[Input — start]

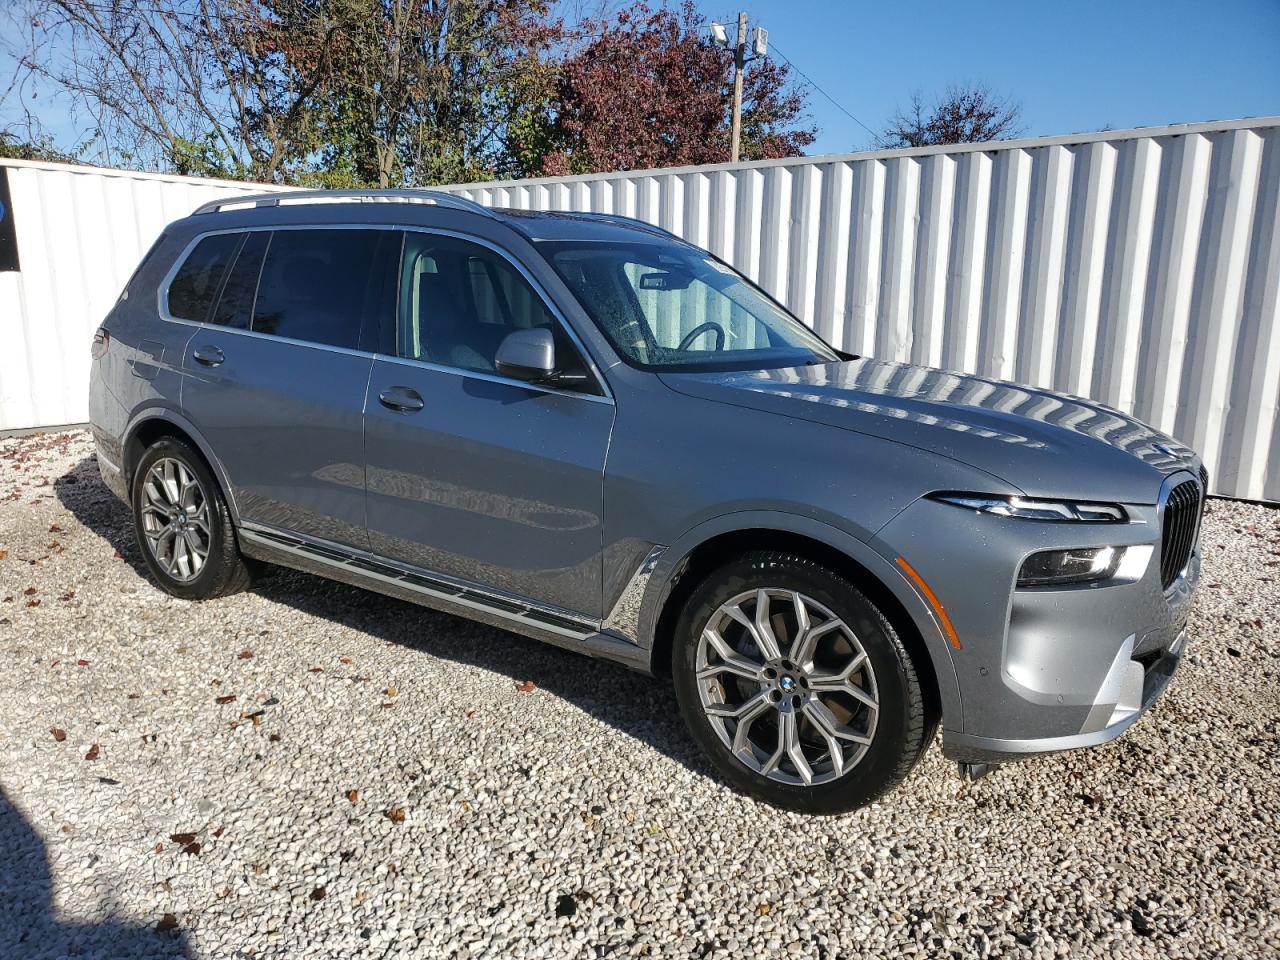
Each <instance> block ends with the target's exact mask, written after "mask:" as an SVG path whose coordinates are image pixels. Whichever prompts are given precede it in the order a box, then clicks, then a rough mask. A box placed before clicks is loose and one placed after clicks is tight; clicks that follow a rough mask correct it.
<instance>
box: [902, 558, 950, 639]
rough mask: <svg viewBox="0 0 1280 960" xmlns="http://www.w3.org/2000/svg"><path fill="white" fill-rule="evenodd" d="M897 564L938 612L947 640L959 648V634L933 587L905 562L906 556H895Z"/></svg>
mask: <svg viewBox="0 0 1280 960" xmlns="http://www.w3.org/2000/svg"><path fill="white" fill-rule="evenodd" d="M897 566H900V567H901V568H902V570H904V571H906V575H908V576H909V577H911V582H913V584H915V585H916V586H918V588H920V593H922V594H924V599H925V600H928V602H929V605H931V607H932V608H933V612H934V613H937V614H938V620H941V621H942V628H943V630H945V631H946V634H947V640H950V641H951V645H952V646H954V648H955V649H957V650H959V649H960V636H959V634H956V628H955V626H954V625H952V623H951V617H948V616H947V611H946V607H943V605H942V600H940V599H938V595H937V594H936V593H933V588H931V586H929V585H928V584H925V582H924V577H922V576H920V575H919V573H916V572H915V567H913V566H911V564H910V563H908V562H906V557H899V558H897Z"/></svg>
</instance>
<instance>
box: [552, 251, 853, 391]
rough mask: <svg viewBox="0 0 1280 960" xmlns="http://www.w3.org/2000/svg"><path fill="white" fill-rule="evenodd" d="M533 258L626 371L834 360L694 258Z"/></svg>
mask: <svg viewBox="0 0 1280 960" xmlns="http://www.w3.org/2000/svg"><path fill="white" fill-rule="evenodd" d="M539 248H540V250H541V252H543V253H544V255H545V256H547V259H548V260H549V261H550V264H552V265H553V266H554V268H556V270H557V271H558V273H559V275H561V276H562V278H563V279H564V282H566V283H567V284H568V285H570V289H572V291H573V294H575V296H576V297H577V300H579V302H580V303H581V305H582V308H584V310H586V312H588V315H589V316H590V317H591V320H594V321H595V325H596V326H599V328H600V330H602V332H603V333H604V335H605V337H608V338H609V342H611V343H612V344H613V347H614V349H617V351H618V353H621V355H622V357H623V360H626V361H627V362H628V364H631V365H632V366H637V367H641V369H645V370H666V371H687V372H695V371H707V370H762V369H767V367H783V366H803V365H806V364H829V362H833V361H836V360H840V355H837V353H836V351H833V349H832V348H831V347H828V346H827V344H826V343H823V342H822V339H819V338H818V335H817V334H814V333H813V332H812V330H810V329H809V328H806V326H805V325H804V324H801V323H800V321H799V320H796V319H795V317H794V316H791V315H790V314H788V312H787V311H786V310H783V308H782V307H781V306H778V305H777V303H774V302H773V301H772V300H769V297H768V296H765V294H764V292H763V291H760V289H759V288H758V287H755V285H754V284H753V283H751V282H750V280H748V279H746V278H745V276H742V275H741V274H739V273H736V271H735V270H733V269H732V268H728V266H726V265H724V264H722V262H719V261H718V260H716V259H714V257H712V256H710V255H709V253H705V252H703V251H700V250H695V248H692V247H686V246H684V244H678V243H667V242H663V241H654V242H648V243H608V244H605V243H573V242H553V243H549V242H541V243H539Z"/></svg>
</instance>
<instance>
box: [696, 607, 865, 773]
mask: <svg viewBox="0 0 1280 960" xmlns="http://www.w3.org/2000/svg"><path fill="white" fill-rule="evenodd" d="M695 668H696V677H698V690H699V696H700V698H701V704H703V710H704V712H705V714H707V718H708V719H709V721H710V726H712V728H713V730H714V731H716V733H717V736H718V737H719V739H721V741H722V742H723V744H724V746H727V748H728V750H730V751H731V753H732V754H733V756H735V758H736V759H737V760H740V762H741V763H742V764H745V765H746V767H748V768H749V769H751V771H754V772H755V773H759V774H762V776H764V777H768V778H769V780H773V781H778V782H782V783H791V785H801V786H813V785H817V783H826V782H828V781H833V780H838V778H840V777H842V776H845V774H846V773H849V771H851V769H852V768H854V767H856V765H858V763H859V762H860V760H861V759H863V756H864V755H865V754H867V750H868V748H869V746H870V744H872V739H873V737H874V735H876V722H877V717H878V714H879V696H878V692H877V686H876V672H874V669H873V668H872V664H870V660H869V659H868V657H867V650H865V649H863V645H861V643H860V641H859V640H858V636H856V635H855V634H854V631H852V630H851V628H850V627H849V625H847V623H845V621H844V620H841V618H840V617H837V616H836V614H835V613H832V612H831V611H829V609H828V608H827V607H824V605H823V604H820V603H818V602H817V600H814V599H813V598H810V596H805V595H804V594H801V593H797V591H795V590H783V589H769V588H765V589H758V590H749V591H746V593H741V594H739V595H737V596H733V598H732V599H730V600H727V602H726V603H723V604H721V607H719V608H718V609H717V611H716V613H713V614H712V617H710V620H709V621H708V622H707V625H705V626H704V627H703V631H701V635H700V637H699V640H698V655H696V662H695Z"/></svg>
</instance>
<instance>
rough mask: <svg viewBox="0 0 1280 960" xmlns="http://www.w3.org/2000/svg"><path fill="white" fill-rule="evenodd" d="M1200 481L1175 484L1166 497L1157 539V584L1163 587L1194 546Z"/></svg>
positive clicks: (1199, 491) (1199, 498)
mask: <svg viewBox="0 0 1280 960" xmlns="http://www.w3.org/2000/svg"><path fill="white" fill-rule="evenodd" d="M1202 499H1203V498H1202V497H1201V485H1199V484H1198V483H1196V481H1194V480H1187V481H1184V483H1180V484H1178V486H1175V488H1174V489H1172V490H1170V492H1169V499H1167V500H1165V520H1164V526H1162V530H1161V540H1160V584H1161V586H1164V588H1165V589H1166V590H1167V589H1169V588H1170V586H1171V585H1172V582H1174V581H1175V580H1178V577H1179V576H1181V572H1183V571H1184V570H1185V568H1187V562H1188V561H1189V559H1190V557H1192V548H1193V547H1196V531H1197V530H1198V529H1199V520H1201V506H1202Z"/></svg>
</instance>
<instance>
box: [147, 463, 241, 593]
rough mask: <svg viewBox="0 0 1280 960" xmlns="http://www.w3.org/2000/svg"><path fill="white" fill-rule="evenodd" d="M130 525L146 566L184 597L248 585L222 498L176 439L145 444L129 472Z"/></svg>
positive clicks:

[Input — finish]

### Requirement
Arrange every line of the records above as a Markdown table with the columns "Row" and "Line", giving each line a row number and omitting blank lines. Leave the pictures out of the table.

### Output below
| Row | Line |
|---|---|
| 1 | Each <instance> block ends with the target's exact mask, written after "mask:" as an SVG path whose coordinates are image pixels. Whichever prompts are given precede it in the order a box, then clicks, then a rough mask. A box placed before clicks is loose and one placed after clicks is tight; clicks that follow a rough mask correct it. |
| 2 | <instance> |
| 3 | box: [902, 558, 950, 639] |
| 4 | rough mask: <svg viewBox="0 0 1280 960" xmlns="http://www.w3.org/2000/svg"><path fill="white" fill-rule="evenodd" d="M897 564L938 612L947 640L959 648V634L933 587L905 562L906 556H895Z"/></svg> |
| 5 | mask: <svg viewBox="0 0 1280 960" xmlns="http://www.w3.org/2000/svg"><path fill="white" fill-rule="evenodd" d="M897 566H900V567H901V568H902V570H904V571H906V575H908V576H909V577H911V582H913V584H915V585H916V586H918V588H920V593H922V594H924V599H925V600H928V602H929V605H931V607H932V608H933V612H934V613H937V614H938V620H941V621H942V628H943V630H945V631H946V634H947V640H950V641H951V645H952V646H954V648H955V649H957V650H959V649H960V636H959V634H956V628H955V626H954V625H952V623H951V617H948V616H947V611H946V607H943V605H942V600H940V599H938V595H937V594H936V593H933V588H931V586H929V585H928V584H925V582H924V577H922V576H920V575H919V573H916V572H915V567H913V566H911V564H910V563H908V562H906V557H899V558H897Z"/></svg> |
| 6 | </instance> |
| 7 | <instance> |
| 8 | box: [552, 251, 853, 391] |
| 9 | rough mask: <svg viewBox="0 0 1280 960" xmlns="http://www.w3.org/2000/svg"><path fill="white" fill-rule="evenodd" d="M533 258L626 371L834 360L694 258Z"/></svg> |
| 10 | mask: <svg viewBox="0 0 1280 960" xmlns="http://www.w3.org/2000/svg"><path fill="white" fill-rule="evenodd" d="M539 248H540V250H541V252H543V253H544V255H545V256H547V259H548V260H549V261H550V264H552V265H553V266H554V268H556V270H557V271H558V273H559V275H561V276H562V278H563V279H564V282H566V283H567V284H568V285H570V289H572V291H573V294H575V296H576V297H577V300H579V302H580V303H581V305H582V308H584V310H586V312H588V315H589V316H590V317H591V320H594V321H595V325H596V326H599V328H600V330H602V332H603V333H604V335H605V337H608V338H609V342H611V343H612V344H613V347H614V349H617V351H618V353H621V355H622V357H623V360H626V361H627V362H628V364H631V365H632V366H637V367H641V369H645V370H666V371H687V372H695V371H707V370H762V369H767V367H783V366H803V365H806V364H829V362H833V361H836V360H840V355H837V353H836V351H833V349H832V348H831V347H828V346H827V344H826V343H823V342H822V339H819V338H818V335H817V334H814V333H813V332H812V330H810V329H809V328H806V326H805V325H804V324H801V323H800V321H799V320H796V319H795V317H794V316H791V315H790V314H788V312H787V311H786V310H783V308H782V307H781V306H778V305H777V303H774V302H773V301H772V300H769V297H768V296H765V294H764V292H763V291H760V289H759V288H758V287H755V285H754V284H753V283H751V282H750V280H748V279H746V278H745V276H742V275H741V274H739V273H736V271H735V270H733V269H732V268H728V266H726V265H724V264H722V262H719V261H718V260H716V259H714V257H712V256H710V255H709V253H705V252H703V251H700V250H695V248H692V247H686V246H684V244H678V243H667V242H663V241H654V242H648V243H608V244H605V243H573V242H553V243H549V242H541V243H539Z"/></svg> |
| 11 | </instance> |
| 12 | <instance> |
| 13 | box: [696, 607, 865, 773] |
| 14 | mask: <svg viewBox="0 0 1280 960" xmlns="http://www.w3.org/2000/svg"><path fill="white" fill-rule="evenodd" d="M695 668H696V677H698V690H699V696H700V698H701V704H703V710H704V712H705V714H707V718H708V719H709V721H710V726H712V728H713V730H714V731H716V733H717V736H718V737H719V739H721V741H722V742H723V744H724V746H727V748H728V750H730V751H731V753H732V754H733V756H735V758H736V759H737V760H740V762H741V763H742V764H745V765H746V767H748V768H749V769H751V771H754V772H755V773H759V774H762V776H764V777H768V778H769V780H773V781H778V782H782V783H791V785H801V786H813V785H817V783H826V782H828V781H833V780H838V778H840V777H842V776H845V774H846V773H849V771H851V769H852V768H854V767H856V765H858V763H859V762H860V760H861V759H863V756H864V755H865V754H867V750H868V748H869V746H870V744H872V739H873V737H874V735H876V722H877V717H878V714H879V696H878V692H877V686H876V672H874V669H873V668H872V664H870V660H869V659H868V657H867V650H865V649H863V645H861V643H860V641H859V640H858V636H856V635H855V634H854V631H852V630H851V628H850V627H849V625H847V623H845V621H844V620H841V618H840V617H837V616H836V614H835V613H832V612H831V611H829V609H828V608H827V607H824V605H823V604H820V603H818V602H817V600H814V599H813V598H810V596H805V595H804V594H801V593H797V591H795V590H783V589H769V588H765V589H758V590H749V591H746V593H741V594H739V595H737V596H733V598H732V599H730V600H727V602H726V603H723V604H721V607H719V608H718V609H717V611H716V613H713V614H712V617H710V620H709V621H708V622H707V625H705V626H704V627H703V631H701V635H700V637H699V640H698V655H696V662H695Z"/></svg> |
| 15 | </instance> |
| 16 | <instance> |
| 17 | rough mask: <svg viewBox="0 0 1280 960" xmlns="http://www.w3.org/2000/svg"><path fill="white" fill-rule="evenodd" d="M1200 481L1175 484L1166 497L1157 539V584L1163 587L1194 546Z"/></svg> |
| 18 | positive clicks: (1199, 491) (1199, 498) |
| 19 | mask: <svg viewBox="0 0 1280 960" xmlns="http://www.w3.org/2000/svg"><path fill="white" fill-rule="evenodd" d="M1202 499H1203V498H1202V497H1201V485H1199V484H1198V483H1196V481H1194V480H1187V481H1184V483H1180V484H1178V486H1175V488H1174V489H1172V490H1170V492H1169V499H1167V500H1165V520H1164V526H1162V530H1161V540H1160V584H1161V586H1164V588H1165V589H1166V590H1167V589H1169V588H1170V586H1171V585H1172V582H1174V581H1175V580H1178V577H1179V576H1181V572H1183V571H1184V570H1185V568H1187V562H1188V561H1189V559H1190V557H1192V548H1193V547H1196V531H1197V530H1198V529H1199V520H1201V506H1202Z"/></svg> |
| 20 | </instance> |
| 21 | <instance> |
| 22 | box: [147, 463, 241, 593] |
| 23 | rough mask: <svg viewBox="0 0 1280 960" xmlns="http://www.w3.org/2000/svg"><path fill="white" fill-rule="evenodd" d="M130 525L146 566L184 597L248 585L222 498L176 439L145 444L129 472Z"/></svg> |
| 24 | positive clicks: |